_The problem_. Produce an exact copy of the lines from the line containing "Where can the stone" through the last line of the listing below, both ends included, and nothing else.
+---+
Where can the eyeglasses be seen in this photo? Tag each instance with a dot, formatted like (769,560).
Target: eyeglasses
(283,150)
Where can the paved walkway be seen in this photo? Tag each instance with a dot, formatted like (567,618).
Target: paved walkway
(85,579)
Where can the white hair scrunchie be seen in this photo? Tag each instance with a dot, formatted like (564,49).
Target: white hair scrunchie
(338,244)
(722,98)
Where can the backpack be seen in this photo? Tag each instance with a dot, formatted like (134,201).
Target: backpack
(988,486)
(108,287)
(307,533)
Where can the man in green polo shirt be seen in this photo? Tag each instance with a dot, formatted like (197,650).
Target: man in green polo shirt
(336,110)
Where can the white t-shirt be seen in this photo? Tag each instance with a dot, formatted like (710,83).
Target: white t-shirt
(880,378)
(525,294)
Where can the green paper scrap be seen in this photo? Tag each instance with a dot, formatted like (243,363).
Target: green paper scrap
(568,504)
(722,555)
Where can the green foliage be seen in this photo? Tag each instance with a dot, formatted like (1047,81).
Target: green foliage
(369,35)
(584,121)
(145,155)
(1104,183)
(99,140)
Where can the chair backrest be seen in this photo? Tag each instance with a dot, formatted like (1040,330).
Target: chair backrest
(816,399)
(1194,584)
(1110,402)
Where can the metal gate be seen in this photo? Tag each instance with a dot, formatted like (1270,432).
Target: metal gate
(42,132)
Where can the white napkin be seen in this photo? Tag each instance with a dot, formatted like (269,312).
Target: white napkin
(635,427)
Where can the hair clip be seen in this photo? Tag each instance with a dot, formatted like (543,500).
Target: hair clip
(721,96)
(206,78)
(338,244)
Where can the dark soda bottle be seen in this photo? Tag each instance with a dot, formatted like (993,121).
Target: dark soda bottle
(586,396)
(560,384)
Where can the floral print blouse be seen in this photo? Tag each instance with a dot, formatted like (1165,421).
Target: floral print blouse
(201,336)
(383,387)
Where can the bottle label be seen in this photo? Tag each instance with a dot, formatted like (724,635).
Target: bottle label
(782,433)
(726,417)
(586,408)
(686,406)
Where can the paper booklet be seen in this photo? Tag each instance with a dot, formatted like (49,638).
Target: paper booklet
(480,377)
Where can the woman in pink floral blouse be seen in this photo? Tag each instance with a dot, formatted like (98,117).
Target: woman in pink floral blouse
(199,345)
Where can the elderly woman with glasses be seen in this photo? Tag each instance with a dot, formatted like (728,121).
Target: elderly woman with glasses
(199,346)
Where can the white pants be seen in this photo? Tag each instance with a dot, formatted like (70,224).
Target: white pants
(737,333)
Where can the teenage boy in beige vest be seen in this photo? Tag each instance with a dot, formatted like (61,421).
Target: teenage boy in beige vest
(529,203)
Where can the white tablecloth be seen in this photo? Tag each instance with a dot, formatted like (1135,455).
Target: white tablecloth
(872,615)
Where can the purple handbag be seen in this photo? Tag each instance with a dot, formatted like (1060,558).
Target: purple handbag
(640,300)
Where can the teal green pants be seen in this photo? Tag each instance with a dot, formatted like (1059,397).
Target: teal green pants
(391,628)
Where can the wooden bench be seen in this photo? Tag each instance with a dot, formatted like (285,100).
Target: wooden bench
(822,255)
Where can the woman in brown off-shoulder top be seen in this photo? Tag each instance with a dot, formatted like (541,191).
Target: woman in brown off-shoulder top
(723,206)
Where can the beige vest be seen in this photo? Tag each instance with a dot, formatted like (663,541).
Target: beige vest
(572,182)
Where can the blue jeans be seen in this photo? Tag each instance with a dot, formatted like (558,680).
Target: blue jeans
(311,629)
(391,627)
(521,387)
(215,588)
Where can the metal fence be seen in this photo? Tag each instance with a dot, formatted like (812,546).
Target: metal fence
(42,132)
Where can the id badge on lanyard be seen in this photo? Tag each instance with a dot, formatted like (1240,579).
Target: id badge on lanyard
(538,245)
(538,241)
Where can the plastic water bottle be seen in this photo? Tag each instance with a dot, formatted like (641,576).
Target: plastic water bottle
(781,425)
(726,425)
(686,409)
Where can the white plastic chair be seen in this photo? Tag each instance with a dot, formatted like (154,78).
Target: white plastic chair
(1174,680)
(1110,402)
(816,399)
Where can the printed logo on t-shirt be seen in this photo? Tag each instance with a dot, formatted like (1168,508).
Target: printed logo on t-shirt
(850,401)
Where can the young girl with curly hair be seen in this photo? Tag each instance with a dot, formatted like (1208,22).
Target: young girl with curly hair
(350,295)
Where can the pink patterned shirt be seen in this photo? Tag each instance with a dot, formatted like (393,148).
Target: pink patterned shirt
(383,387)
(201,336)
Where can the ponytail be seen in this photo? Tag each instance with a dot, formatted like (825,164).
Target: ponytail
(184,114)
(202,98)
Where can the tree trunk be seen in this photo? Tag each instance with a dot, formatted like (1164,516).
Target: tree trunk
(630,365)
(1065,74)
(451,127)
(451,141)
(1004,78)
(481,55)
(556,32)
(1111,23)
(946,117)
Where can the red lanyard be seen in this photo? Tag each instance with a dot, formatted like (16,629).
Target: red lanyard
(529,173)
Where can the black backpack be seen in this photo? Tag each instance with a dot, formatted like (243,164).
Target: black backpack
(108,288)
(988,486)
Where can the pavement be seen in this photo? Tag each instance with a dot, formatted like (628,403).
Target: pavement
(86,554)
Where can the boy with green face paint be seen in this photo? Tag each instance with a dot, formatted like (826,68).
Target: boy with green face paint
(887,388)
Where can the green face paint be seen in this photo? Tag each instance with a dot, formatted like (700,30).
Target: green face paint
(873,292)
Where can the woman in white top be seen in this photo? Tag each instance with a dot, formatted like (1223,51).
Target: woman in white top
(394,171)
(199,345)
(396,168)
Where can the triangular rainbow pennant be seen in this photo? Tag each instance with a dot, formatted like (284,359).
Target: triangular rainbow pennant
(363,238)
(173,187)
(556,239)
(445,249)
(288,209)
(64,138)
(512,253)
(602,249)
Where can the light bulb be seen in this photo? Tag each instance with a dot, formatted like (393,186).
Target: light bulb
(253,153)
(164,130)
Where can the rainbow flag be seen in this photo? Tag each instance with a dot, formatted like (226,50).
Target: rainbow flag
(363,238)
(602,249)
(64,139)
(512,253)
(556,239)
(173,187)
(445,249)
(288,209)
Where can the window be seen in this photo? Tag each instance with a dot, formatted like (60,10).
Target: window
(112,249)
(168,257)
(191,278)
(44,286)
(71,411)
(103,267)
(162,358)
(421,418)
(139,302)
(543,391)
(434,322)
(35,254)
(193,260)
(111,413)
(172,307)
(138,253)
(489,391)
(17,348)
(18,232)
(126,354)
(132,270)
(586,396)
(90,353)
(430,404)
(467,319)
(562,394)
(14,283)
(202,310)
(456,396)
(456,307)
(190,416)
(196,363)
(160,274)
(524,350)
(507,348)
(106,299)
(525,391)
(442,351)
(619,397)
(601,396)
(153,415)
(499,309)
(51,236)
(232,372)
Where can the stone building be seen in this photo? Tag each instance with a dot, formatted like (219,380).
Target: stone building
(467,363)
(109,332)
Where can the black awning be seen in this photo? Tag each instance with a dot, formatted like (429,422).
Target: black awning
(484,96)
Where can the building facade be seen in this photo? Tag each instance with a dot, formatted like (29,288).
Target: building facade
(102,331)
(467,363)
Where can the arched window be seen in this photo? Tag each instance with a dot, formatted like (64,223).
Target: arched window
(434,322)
+---+
_Solution to this problem_.
Where can the stone building be seen in this photo? Tag each instance with a dot, formatted like (219,380).
Target: stone building
(467,363)
(109,332)
Where can the black awning be seen in this photo? Tag each instance with a dot, formatted like (429,422).
Target: black awning
(484,96)
Where can the building facade be seen in this photo? Tag each instance with a dot, formatted like (29,288).
Target: building facade
(102,331)
(467,363)
Where can the arched window be seen in this photo? Tag each instance with a dot, formatted like (64,223).
Target: arched window
(434,322)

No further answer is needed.